§ **Instruction**: Rescale the stretch from the line containing "Where can the wooden ceiling" through the end of the material, repeating every line with its requests. Multiply each coordinate in the answers by 1.75 and round to whole numbers, rounding halves up.

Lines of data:
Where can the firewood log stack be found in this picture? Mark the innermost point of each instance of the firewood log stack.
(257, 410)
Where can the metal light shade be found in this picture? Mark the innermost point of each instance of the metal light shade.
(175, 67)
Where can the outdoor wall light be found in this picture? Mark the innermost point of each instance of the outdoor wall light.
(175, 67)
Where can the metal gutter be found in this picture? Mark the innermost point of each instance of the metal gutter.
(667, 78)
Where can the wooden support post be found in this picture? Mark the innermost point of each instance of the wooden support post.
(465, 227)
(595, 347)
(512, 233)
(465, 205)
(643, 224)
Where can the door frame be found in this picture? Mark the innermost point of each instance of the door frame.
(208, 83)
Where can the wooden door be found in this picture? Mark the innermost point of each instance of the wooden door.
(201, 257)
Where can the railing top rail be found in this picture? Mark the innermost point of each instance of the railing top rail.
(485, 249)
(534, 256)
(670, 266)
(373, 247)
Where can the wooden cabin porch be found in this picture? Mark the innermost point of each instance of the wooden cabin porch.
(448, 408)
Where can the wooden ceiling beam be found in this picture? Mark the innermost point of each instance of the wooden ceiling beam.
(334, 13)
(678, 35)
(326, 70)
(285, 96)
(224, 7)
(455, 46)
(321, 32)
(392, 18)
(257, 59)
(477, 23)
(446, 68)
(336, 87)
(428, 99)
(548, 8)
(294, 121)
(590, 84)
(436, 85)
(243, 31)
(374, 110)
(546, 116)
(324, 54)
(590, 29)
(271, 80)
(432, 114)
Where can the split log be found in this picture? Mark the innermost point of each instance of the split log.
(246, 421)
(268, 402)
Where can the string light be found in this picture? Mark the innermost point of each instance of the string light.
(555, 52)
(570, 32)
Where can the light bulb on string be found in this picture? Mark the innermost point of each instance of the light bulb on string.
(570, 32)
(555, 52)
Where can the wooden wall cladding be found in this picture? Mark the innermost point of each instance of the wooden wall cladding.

§ **Answer for this exercise**:
Where can the wooden ceiling beam be found in this picture? Mark the innermost point of each instance of the wooden ceiling beam.
(585, 23)
(1187, 61)
(571, 123)
(499, 168)
(392, 12)
(796, 81)
(562, 56)
(686, 32)
(450, 103)
(835, 40)
(781, 119)
(588, 152)
(749, 173)
(959, 14)
(515, 212)
(1033, 147)
(763, 149)
(425, 54)
(655, 193)
(956, 203)
(567, 95)
(1033, 51)
(474, 140)
(756, 200)
Where can the split log be found in this picture? Mark the innermost point of each instance of the split log.
(431, 737)
(469, 704)
Where can the string light be found in this picture? Mark the innermost point of each instance of the string light.
(971, 91)
(998, 56)
Where can the light bulb on string be found in this picture? Mark the innermost point of each instance of the light bulb on string.
(998, 56)
(971, 91)
Where can the wooden wall cladding be found in this picture? Mark the innermost point of each instance of the wooden wall cladding.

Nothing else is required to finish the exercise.